▶ [Texte source]
Nations Unies

CCPR/C/BEL/CO/5

Pacte international relatif aux droits civils et politiques

Distr.: générale

18 novembre 2010

Original:français

Comité des droits de l ’ homme

Centième session

Genève, 11-29 octobre 2010

Examen des rapports soumis par les États parties conformément à l’article 40 du Pacte

Projet d’observations finales du Comité des droits de l’homme

Belgique

1. Le Comité des droits de l’homme a examiné le cinquième rapport périodique de la Belgique (CCPR/C/BEL/5) à ses 2750e et 2751e séances tenues les 14 et 15 octobre 2010 (CCPR/C/SR.2750 et 2751). Il a adopté les observations finales ci-après à sa 2766e séance (CCPR/C/SR. 2766), qui s’est tenue le 26 octobre 2010.

A.Introduction

2. Le Comité accueille avec satisfaction le cinquième rapport périodique de la Belgique, et se félicite du dialogue qu’il a eu avec la délégation de l’État partie. Il sait gré à l’État partie d’avoir soumis à l’avance des réponses écrites à la liste de points qui lui avait été adressée (CCPR/C/BEL/Q/5/Add.1). Le Comité remercie la délégation pour les renseignements complémentaires détaillés qu’elle a fournis oralement pendant l’examen du rapport et pour les renseignements supplémentaires apportés par écrit.

B. Aspects positifs

3. Le Comité accueille avec satisfaction la ratification des instruments ci-après,ou l’adhésion à ces instruments:

a) La Convention relative aux droits des personnes handicapées et Protocole facultatif, le 2 juillet 2009;

b) Le Protocole facultatif à la Convention sur l’élimination de toutes les formes de discrimination à l’égard des femmes, le 14 juin 2004;

c) Le Protocole facultatif à la Convention relative aux droits de l’enfant, concernant la vente d’enfants, la prostitution des enfants et la pornographie mettant en scène des enfants, le 11 août 2004;

d) La Convention des Nations Unies contre la criminalité transnationale organisée ainsi que le Protocole additionnel à la Convention des Nations Unies contre la criminalité transnationale organisée, visant à prévenir, réprimer et punir la traite des personnes, en particulier des femmes et des enfants, le 17 novembre 2005.

4.Le Comité prend note de l’attention soutenue accordée par l’État partie à la protection des droits de l’homme et se félicite des mesures d’ordre constitutionnel et législatif adoptées ci-après:

a) L’adoption d’une disposition constitutionnelle consacrant l’abolition de la peine de mort, le 2 février 2005;

b) La loi du 10 mai 2007 tendant à lutter contre certaines formes de discrimination;

c) La loi du 10 mai 2007 modifiant la loi du 30 juillet 1981 tendant à réprimer certains actes inspirés par le racisme et la xénophobie;

d) La loi du 10 mai 2007 tendant à lutter contre la discrimination entre les femmes et les hommes;

e) La loi du 10 mai 2007 adaptant le Code judiciaire à la législation tendant à lutter contre les discriminations et réprimant certains actes inspirés par le racisme ou la xénophobie;

f) La loi du 25 avril 2007 qui insère un article 391 sexies dans le Code pénal et qui modifie certaines dispositions du Code civil en vue d’incriminer et d’élargir les moyens d’annuler le mariage forcé;

g) La loi du 18 mai 2006 visant à insérer un nouvel alinéa à l’article 417 ter du Code pénal interdisant explicitement d’invoquer l’état de nécessité pour justifier la torture.

▶ [Extrait de données]
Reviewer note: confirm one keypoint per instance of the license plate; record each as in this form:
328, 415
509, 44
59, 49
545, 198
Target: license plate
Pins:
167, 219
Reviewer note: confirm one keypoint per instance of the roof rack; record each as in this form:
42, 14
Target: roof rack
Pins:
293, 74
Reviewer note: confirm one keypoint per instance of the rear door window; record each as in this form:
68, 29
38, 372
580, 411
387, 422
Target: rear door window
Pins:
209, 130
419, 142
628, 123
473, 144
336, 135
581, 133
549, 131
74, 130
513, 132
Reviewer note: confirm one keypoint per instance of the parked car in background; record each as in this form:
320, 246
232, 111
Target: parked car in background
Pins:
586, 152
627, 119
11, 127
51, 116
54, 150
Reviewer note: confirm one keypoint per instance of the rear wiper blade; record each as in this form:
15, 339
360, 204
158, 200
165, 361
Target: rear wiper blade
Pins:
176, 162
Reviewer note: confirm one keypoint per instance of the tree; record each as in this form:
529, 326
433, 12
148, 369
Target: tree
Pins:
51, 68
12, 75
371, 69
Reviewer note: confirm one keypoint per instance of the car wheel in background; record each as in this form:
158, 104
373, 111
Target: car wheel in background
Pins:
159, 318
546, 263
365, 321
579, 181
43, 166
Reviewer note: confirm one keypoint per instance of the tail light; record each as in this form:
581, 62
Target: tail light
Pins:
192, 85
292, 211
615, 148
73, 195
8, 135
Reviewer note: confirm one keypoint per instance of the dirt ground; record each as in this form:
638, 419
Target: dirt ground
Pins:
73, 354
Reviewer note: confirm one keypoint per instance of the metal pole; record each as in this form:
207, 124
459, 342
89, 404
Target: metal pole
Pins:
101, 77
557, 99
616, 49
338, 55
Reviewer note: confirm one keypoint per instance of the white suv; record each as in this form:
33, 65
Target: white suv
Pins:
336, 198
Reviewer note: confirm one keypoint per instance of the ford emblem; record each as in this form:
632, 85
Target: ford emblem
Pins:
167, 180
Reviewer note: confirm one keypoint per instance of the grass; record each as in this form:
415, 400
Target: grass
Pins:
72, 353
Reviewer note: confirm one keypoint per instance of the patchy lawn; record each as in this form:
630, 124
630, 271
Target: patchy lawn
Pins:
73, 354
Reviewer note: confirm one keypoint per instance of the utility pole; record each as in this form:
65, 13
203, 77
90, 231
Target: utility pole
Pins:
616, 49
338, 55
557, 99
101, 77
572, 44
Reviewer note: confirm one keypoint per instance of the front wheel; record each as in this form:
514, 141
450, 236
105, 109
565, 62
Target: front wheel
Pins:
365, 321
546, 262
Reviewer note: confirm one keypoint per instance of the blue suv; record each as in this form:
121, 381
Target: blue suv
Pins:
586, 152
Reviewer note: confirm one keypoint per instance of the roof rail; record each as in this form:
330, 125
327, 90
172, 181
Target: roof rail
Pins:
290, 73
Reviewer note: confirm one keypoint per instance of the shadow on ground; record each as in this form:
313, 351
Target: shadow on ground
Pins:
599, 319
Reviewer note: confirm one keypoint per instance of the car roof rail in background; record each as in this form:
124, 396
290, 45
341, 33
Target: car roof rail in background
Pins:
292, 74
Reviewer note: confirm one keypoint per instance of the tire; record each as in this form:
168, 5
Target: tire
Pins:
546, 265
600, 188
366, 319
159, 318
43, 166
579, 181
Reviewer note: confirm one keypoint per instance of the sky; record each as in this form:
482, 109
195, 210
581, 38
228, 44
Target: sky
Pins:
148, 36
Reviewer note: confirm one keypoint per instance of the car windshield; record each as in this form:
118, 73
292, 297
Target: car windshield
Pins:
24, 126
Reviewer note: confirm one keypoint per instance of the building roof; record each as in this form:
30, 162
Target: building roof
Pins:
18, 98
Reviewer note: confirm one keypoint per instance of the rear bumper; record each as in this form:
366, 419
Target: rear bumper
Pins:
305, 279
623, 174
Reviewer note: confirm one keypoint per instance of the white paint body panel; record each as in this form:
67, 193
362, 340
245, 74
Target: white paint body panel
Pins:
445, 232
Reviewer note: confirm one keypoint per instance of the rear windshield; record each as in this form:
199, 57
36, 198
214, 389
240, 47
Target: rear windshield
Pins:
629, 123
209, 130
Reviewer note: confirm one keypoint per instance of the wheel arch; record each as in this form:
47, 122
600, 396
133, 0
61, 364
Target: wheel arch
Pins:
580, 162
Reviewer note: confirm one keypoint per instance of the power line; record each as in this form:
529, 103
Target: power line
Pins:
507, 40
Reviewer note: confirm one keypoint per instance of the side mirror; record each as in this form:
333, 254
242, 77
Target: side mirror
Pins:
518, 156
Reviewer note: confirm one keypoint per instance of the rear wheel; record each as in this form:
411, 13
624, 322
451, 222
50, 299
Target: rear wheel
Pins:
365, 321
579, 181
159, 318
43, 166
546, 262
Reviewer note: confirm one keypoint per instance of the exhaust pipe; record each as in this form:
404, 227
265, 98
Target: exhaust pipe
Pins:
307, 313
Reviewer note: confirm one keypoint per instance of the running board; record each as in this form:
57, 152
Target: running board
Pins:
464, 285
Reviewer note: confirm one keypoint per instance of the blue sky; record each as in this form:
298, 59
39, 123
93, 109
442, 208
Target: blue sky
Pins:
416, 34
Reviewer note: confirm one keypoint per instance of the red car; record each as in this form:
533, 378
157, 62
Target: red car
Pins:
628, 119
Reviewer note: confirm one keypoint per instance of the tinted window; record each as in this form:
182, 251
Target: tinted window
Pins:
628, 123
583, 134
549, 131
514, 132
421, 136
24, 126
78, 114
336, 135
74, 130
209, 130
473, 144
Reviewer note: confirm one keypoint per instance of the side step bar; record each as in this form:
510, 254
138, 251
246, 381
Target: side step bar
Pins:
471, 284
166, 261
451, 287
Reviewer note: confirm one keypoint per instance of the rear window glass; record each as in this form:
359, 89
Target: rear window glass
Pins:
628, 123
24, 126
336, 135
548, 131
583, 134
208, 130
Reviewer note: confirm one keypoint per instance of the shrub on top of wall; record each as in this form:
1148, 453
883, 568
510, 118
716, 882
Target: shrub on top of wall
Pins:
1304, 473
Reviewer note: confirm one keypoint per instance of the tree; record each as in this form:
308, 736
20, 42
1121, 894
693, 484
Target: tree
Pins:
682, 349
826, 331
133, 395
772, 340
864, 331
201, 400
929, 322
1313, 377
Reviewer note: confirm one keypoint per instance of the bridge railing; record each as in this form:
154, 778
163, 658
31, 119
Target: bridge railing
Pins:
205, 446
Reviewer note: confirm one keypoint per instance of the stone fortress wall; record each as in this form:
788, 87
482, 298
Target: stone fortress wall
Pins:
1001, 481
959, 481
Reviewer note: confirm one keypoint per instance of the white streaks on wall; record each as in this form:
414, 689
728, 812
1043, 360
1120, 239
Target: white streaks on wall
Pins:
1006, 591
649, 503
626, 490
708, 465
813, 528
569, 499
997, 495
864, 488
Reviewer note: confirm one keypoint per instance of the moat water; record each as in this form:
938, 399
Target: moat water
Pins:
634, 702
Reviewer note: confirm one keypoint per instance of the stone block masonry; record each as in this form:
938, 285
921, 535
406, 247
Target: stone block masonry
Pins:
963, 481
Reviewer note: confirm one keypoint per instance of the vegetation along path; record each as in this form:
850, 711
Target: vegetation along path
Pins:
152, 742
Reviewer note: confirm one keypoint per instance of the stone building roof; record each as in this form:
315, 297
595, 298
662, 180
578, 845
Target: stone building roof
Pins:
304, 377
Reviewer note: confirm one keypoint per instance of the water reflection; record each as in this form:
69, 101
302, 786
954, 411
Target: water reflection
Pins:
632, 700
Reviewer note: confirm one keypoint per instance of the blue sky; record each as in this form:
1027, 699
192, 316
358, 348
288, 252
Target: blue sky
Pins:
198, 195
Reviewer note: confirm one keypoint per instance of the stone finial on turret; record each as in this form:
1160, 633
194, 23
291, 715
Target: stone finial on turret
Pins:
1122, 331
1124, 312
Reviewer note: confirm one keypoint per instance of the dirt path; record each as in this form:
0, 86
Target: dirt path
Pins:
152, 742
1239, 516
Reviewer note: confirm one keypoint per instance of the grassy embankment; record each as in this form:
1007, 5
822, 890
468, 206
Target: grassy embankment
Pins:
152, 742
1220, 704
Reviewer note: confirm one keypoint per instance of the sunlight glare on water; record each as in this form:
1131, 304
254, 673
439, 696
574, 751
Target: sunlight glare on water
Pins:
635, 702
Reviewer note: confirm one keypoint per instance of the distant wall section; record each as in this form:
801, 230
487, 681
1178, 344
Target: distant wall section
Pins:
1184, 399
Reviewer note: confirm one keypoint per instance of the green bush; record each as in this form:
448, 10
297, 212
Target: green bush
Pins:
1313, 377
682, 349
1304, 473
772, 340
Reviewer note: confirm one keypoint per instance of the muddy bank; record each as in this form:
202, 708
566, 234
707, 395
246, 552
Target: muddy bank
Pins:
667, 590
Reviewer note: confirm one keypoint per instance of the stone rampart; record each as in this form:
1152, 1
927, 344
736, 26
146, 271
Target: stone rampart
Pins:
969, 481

▶ [Consigne]
Continuez le texte sur les observations finales du Comité des droits de l'homme concernant la Belgique, en reprenant juste après la dernière phrase du texte source.

▶ [Réponse rédigée]
C. Principaux sujets de préoccupation et recommandations

5. Le Comité prend note des initiatives prises par l’État partie et des informations fournies sur la mise en œuvre de ses constatations dans l’affaire Nabil Sayadi et Patricia Vinck (CCPR/C/D/1472/2006). Il regrette, toutefois, que l’État partie n’ait pas été en mesure de lui fournir les renseignements demandés sur l’octroi éventuel d’une compensation à Nabil Sayadi et à Patricia Vinck.

L’ É tat partie devrait envisager l’ octroi éventuel d’une compensation aux requérants Nabil Sayadi et Patricia Vinck .

6. Le Comité regrette l’absence au sein de l’État partie d’un mécanisme dédié à la mise en œuvre des constatations du Comité (art. 2).

L’ É tat partie devrait envisager la mise en place d’un mécanisme dédié à la mise en œuvre des constatations du Comité.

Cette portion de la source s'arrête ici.